[Page excerpt]
++++++

I used to think, if God can make the universe, what ELSE (beyond imagining) can God do?

Is this it?

Date: 2005-07-21 11:06 am (UTC)
From: [identity profile] poliphilo.livejournal.com
I don't see how we can be anything else but simplistic- we're simple beings, after all.

Someone said he reckoned that the universe was not only stranger than we think, but stranger than we CAN think.

Theology is an art form, not a science. It paints pictures

Date: 2005-07-21 11:30 am (UTC)
From: [identity profile] jackiejj.livejournal.com
Theology is an art form, not a science. It paints pictures.

Exactly. I like that.

I've read too many books. I expect--demand--an ending which will reveal everything.

You know those star-fields showing multiple galaxies against a black background? When I look at them I think of the corpuscles in our veins, and how if we were small enough our location would seem vast and we could begin to think we were in a universe of corpuscle galaxies.

Maybe we're in a vast body known as God.

Date: 2005-07-21 05:08 am (UTC)
From: [identity profile] tx-cronopio.livejournal.com
All too true! Although I have titanium all the way down my right leg, it doesn't really help...

Date: 2005-07-21 06:44 am (UTC)
From: [identity profile] poliphilo.livejournal.com
We're getting there.

so far we've progressed to the point where we can reinforce a leg. One day we'll be able to replace the whole shooting match.

I can't get past...

Date: 2005-07-21 07:01 am (UTC)
From: [identity profile] jubal51394.livejournal.com
the revulsion I feel thinking of lying in bed beside my beloved... stroking titanium!

Re: I can't get past...

Date: 2005-07-21 07:24 am (UTC)
From: [identity profile] jackiejj.livejournal.com
Ah, but I was married to an Ice Man.

Same thing.

Re: I can't get past...

Date: 2005-07-21 07:49 am (UTC)
From: [identity profile] jubal51394.livejournal.com
And your tongue would stick?

Re: I can't get past...

Date: 2005-07-21 11:03 am (UTC)

++++++

[Problems and tasks]
1 – Rewrite the paragraph of the comment thread beginning "You know those star-fields" in a single shorter sentence that keeps its main points.
2 – Carry the comment thread forward from the point where it stops.
The material that follows isn't needed for anything asked here.

[The data]
++++++

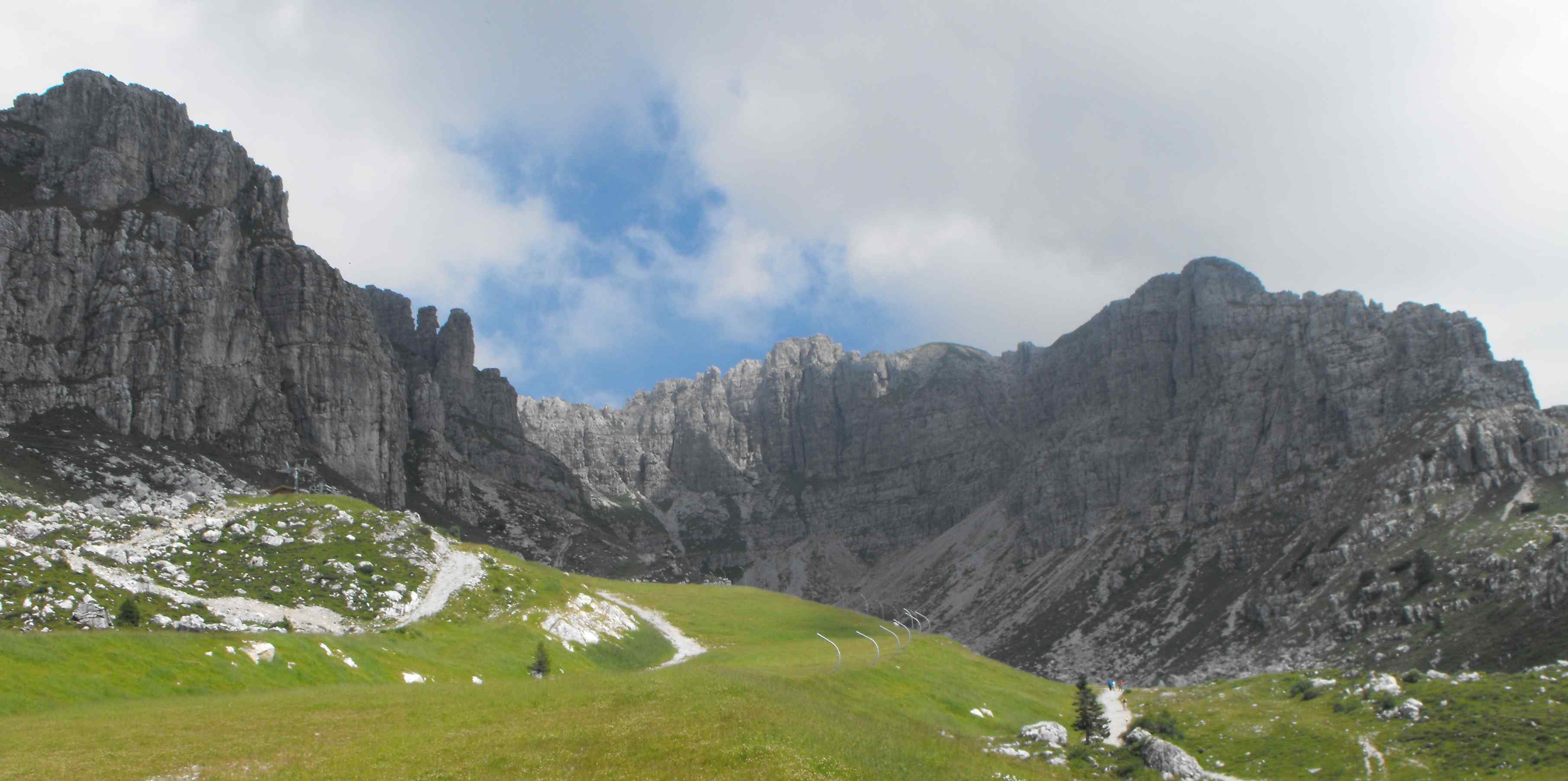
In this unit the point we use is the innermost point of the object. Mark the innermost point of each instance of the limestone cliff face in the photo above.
(1205, 479)
(1203, 435)
(150, 275)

++++++

[Outputs in order]
1 – Star-field images of many galaxies against black remind the writer of the corpuscles in our veins, which would seem like a vast universe of galaxies to beings small enough to live among them.

2 –
From: [identity profile] poliphilo.livejournal.com
Ah, but you'd be titanium too.....

Date: 2005-07-21 10:30 am (UTC)
From: [identity profile] halfmoon-mollie.livejournal.com
I"m thinking here of Data, the android...whatever he was...on Star Trek TNG. His skin wasn't titanium. And does anyone remember the episode where Tasha Yaar asked him if he was 'fully funtional'? No titanium there, I'm sure.

So much of what was once thought of as Science Fiction has come to pass, I always wonder if one of the reasons why is that 'that' caught the eye of some young soon to be inventor. Remember the communicators on the FIRST Star Trek? Today's cell phones are very much like them...

So, if 'they' could make a Data, why does a better model human have to be titanium?

Just a question.

Date: 2005-07-21 10:31 am (UTC)
From: [identity profile] halfmoon-mollie.livejournal.com
And does anyone remember the episode where Tasha Yaar asked him if he was 'fully funtional'? No titanium there, I'm sure.

A rather Freudian slip, I meant fully functional.

Date: 2005-07-21 11:17 am (UTC)
From: [identity profile] poliphilo.livejournal.com
Hehehe....

I remember that episode. Yes indeed I do. I'm not sure it wasn't the very first I saw.

Date: 2005-07-21 11:16 am (UTC)
From: [identity profile] poliphilo.livejournal.com
I plucked titanium out of the air- because it sounds good.

But, no, you're probably right. We'll be able to produced something that looks like flesh but is very much tougher and- of course- disease-proof.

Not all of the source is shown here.